Labeled-object pointing entries
__________________________________________________

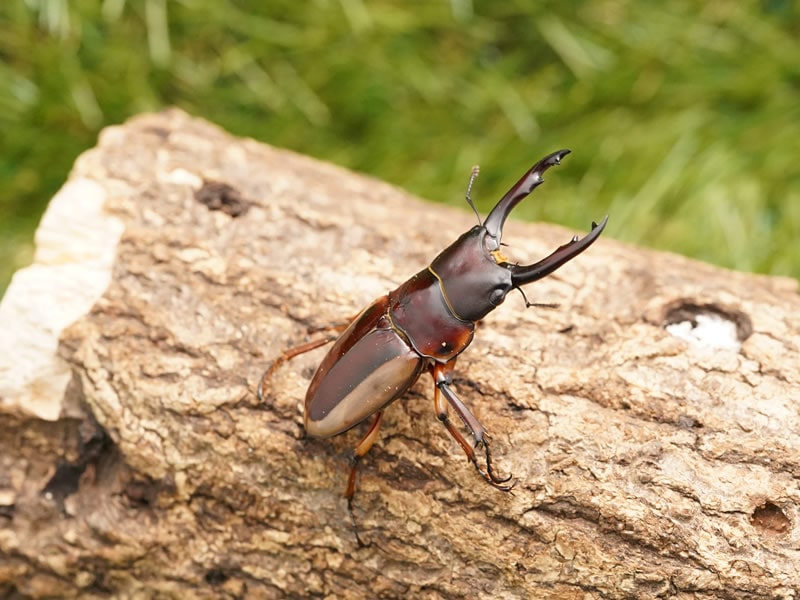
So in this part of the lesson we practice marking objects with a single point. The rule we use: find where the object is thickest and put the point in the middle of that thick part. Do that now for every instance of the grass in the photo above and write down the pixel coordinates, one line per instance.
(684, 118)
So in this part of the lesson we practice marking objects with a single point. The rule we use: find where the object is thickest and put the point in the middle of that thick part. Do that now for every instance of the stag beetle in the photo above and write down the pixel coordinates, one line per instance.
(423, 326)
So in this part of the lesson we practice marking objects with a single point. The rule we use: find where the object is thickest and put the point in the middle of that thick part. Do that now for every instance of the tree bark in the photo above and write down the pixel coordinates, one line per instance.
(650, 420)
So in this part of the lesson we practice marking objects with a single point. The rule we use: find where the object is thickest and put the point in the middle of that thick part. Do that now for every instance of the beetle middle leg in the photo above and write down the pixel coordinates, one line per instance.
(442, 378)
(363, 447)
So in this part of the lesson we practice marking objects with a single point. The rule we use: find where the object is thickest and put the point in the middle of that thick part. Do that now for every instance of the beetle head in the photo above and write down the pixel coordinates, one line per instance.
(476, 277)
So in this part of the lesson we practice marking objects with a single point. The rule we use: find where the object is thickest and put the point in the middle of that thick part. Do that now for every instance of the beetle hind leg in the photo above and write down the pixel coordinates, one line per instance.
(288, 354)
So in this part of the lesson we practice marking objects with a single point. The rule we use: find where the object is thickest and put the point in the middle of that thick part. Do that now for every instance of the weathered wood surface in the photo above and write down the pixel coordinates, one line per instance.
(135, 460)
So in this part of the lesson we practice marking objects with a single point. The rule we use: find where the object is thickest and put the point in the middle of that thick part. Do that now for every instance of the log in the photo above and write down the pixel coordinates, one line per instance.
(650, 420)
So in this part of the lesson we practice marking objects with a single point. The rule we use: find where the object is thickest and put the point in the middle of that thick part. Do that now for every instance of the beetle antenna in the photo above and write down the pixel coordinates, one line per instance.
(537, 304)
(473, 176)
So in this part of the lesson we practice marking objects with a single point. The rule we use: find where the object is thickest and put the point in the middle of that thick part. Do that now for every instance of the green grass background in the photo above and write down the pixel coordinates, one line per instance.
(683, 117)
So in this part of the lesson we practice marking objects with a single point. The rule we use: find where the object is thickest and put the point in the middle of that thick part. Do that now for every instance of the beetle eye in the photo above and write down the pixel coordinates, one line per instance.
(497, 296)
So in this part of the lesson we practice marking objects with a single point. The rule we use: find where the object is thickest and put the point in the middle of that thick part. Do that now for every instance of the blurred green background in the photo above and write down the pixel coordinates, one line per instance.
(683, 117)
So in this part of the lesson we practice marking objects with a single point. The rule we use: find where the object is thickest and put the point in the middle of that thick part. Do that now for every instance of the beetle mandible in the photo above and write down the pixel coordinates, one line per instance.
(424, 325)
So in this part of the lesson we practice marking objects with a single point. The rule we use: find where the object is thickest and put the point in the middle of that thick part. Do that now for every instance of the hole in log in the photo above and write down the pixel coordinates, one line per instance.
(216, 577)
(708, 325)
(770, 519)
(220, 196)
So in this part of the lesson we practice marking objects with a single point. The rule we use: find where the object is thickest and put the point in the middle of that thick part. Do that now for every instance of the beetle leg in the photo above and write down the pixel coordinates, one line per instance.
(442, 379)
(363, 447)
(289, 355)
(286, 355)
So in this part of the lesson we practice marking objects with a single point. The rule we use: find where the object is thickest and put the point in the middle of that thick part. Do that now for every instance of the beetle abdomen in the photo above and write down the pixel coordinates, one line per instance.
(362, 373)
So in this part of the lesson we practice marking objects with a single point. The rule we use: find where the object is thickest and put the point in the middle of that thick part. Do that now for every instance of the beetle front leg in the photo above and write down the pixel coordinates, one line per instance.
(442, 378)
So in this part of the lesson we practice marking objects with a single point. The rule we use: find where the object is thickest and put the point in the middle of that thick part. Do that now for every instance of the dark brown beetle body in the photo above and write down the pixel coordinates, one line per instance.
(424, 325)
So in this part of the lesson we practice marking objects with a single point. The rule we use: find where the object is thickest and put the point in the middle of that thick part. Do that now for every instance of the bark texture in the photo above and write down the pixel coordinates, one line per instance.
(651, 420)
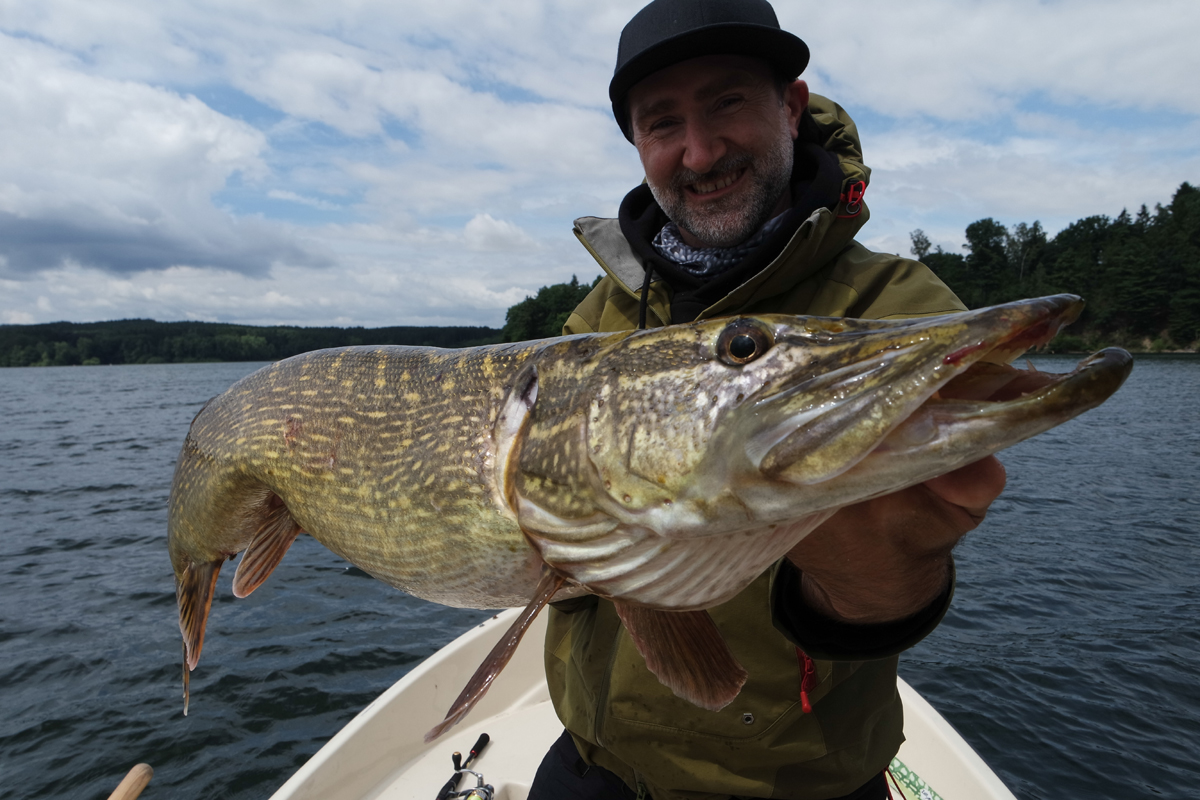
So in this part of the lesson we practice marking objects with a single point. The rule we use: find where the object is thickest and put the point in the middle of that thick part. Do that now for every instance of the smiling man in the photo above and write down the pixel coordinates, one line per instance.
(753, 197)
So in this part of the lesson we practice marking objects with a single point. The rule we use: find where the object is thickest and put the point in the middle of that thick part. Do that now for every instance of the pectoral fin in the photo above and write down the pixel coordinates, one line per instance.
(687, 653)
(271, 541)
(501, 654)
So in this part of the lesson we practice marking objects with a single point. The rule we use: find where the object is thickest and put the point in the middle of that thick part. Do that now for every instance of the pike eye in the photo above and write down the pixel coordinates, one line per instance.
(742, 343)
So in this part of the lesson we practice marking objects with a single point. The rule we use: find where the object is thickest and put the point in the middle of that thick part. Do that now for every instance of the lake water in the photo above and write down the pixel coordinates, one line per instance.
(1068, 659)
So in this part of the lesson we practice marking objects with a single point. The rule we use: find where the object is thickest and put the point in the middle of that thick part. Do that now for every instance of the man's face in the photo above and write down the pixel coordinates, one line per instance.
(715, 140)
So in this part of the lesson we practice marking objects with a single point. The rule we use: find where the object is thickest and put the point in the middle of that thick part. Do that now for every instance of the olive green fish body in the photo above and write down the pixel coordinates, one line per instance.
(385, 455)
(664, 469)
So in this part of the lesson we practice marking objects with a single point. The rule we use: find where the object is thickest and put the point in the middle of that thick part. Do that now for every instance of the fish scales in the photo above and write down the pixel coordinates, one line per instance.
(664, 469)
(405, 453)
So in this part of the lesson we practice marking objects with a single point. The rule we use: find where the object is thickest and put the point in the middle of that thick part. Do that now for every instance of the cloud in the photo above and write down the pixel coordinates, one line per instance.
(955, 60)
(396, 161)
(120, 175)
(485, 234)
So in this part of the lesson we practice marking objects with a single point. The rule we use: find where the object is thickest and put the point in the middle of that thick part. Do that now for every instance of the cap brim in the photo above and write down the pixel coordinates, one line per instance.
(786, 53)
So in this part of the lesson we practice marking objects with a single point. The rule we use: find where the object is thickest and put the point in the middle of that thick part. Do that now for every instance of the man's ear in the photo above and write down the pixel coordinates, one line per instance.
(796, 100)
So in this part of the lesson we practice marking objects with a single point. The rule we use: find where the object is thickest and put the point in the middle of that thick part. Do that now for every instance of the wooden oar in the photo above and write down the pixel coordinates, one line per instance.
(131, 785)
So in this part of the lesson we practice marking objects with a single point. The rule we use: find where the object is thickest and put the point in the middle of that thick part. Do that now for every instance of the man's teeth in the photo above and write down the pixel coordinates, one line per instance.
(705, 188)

__________________________________________________

- [WHAT THE TASK ASKS]
Make a verbatim copy of all the entries and strip out the pictures.

- [SOLUTION TO THIS TASK]
So in this part of the lesson we practice marking objects with a single point. The rule we use: find where the object is thickest and put the point in the middle of that thick part. Do that now for every instance of the grass in the photo above and write down the pixel coordinates, one line per instance.
(684, 118)
So in this part of the lesson we practice marking objects with a single point. The rule we use: find where the object is thickest and put the point in the middle of that thick part. Do that now for every instance of the stag beetle in the photo above and write down the pixel coordinates, one line per instance.
(423, 326)
So in this part of the lesson we practice marking objects with a single point. The rule we use: find where the object is thickest and put the point in the middle of that thick part. Do that now for every instance of the tree bark in the photo above and write down the pixel coordinates, one line per instance.
(650, 420)
So in this part of the lesson we practice marking objects with a single point. The rule we use: find where the object is thickest and put the point in the middle of that thick part. Do that now for every instance of the beetle middle leg in the photo above and write down the pixel coordinates, one line per instance.
(442, 378)
(363, 447)
So in this part of the lesson we practice marking objects with a single point. The rule we use: find where the object is thickest and put the point in the middle of that thick part. Do that now for every instance of the beetle head in the photo above and write down the pixel coordinates, one line per instance.
(476, 277)
So in this part of the lesson we practice marking objects with a single point. The rule we use: find where the object is thickest and put the point in the middle of that thick part. Do that now for every instance of the beetle hind leg in the photo above and write down the pixel coordinates, one line per instance.
(288, 354)
So in this part of the lesson we practice marking objects with a single point. The rule we use: find where the object is thickest and put the point in the middle of that thick part. Do that now for every instance of the weathered wood surface in the photo above and write down the pixel coordinates, one line per instance.
(135, 460)
So in this part of the lesson we practice marking objects with a single point. The rule we use: find where the object is thickest and put the point in the middle of that thick part. Do that now for every instance of the log in the photo above and write down the pixel coordinates, one line per instance.
(650, 420)
So in this part of the lesson we practice marking objects with a single point. The rule we use: find where the object is thickest and put the point in the middle of that thick part. Do that now for every instance of the beetle antenna in the photo above and write down the pixel coordinates, one line per instance.
(537, 304)
(473, 176)
So in this part of the lesson we practice marking objects with a single point. The rule we use: find where the object is thickest and put the point in the middle of that thick part. Do that now for every instance of the green grass background in the photo above and write down the pixel coordinates, one line per instance.
(683, 117)
So in this part of the lesson we practice marking objects with a single point. The rule we use: find where the object is thickest and put the point in the middle of that thick part. Do that now for every instance of the beetle eye in the photo above and write down the pixel coordinates, one line per instance.
(497, 296)
So in this part of the lesson we practice marking objects with a single point. The rule we use: find where the object is thickest and put the point in the middle of that thick part. Do that now for every instance of the blurred green background in the photo above and write down the pixel coordinates, one line per instance.
(683, 117)
So in this part of the lesson we practice marking objects with a single point. The rule we use: find where the object is thickest and put the point in the middle of that thick part. Do that now for every instance of the beetle mandible in the photo above and write down the pixel coordinates, one line per instance.
(424, 325)
So in this part of the lesson we practice marking objects with a single point. The rule we use: find where the object is thickest and put the point in the middle of that thick part. Do that now for every instance of the hole in log in the photo above and write down the pixel coordinates, one line per instance.
(216, 577)
(708, 325)
(770, 519)
(220, 196)
So in this part of the lesson we practice marking objects with a single point. The rule we use: find where the object is thickest and put the point in the middle of that thick part. Do that now for every instance of the beetle leg in the photo above and write down the pixel coordinates, one line per instance.
(442, 379)
(363, 447)
(289, 355)
(286, 355)
So in this part of the lesson we practice marking objects with a single point. The rule we use: find where the object is thickest and put the point in the middle of that thick part. Do that now for every instance of the beetle abdomen in the photo above and write down the pixel coordinates, one line per instance.
(362, 373)
So in this part of the lesson we practice marking objects with a single point. The rule we use: find where the object is thickest and put the point in the middle of that thick part. Do that now for every instance of the beetle front leg in the photo above and write down the pixel coordinates, one line per instance.
(442, 378)
So in this part of the lesson we practice marking objects with a single point. The rule we use: find where the object is thickest and put the point in the middle of that thick part. Do that now for every instance of the dark brown beetle body in the photo above and write down the pixel coordinates, one line per instance.
(424, 325)
So in this part of the lesson we practice marking objects with a single point. The rule we use: find where the object is thickest and put the point in the middle of that thick part. Do that now for every instance of the bark texture in the photo above and write down the pixel coordinates, one line per instance.
(651, 420)
So in this part of the lesson we practice marking objects with a single point. The rule we use: find where the object is thickest and put the point in the middle of that thick part. Do that now for every instance of the smiling man in the photo above and write down the pixel coordinates, one line per instance.
(753, 197)
So in this part of the lesson we practice marking objects with a single point. The rule we use: find where the object is thickest and put the point in the middle of that thick part. Do that now for every instance of the pectoral fin in the photo above and write down the pixel coordinates, one line per instance.
(687, 653)
(271, 541)
(501, 654)
So in this part of the lesson we practice marking objects with a single point. The rule we use: find where the object is thickest and put the point in the middle of that thick part. Do that now for every instance of the pike eye in the photo above and write down the pixel coordinates, one line per instance.
(742, 343)
So in this part of the lesson we practice marking objects with a single point. The rule we use: find where the object is thickest and put the point in the middle of that thick part. Do that now for every instance of the lake water in the photo above and write down the pixel coordinates, one line per instance.
(1068, 659)
So in this part of the lesson we practice marking objects with a single point. The rule we use: find where the object is thickest and put the point in the middle of that thick part. Do that now for every instance of the man's face in the photo above and write down the pixel coordinates, one line per instance.
(715, 140)
So in this part of the lesson we practice marking objects with a single point. The rule we use: find where the object is thickest and put the point in the middle of that thick part. Do that now for every instance of the olive green fish body in the photo above and write down the pixel coordinates, one line per instance.
(385, 455)
(664, 469)
So in this part of the lesson we practice marking objects with a single point. The rule we use: find where the object is thickest and put the point in the middle of that thick part. Do that now for every instance of the fish scales in the photo above and write down the pixel coordinates, one line per instance.
(664, 469)
(405, 453)
So in this part of the lesson we practice marking objects with a single point. The rule we use: find where the object is thickest and put the point in the middle of that thick part. Do that now for every instance of the cloud in the photo above and write down the pixel coordinates, one line per instance.
(955, 60)
(396, 161)
(120, 175)
(485, 234)
So in this part of the lesson we practice marking objects with a single point. The rule we use: find where the object is thickest and put the point in the middle of that thick part. Do that now for every instance of the cap brim in the photo above and write down the pixel coordinates, one line per instance.
(786, 53)
So in this part of the lesson we practice marking objects with a single point. The rule we use: find where the object is thickest and put the point in the middle of that thick part. Do that now for every instance of the man's ear in the photo above and write down the pixel coordinates, one line per instance.
(796, 100)
So in this part of the lesson we practice marking objects with a single point. The rule we use: find where the object is thickest and put the point in the middle of that thick part. Do that now for every instance of the wooden oar in the photo above and write down the pixel coordinates, one line per instance.
(131, 785)
So in this part of the lesson we practice marking objects with a single point. The rule we use: find where the object is thickest and put the point in the middle of that thick part. Do that now for every instance of the man's teeth in the photo above and write down the pixel coordinates, one line per instance.
(705, 188)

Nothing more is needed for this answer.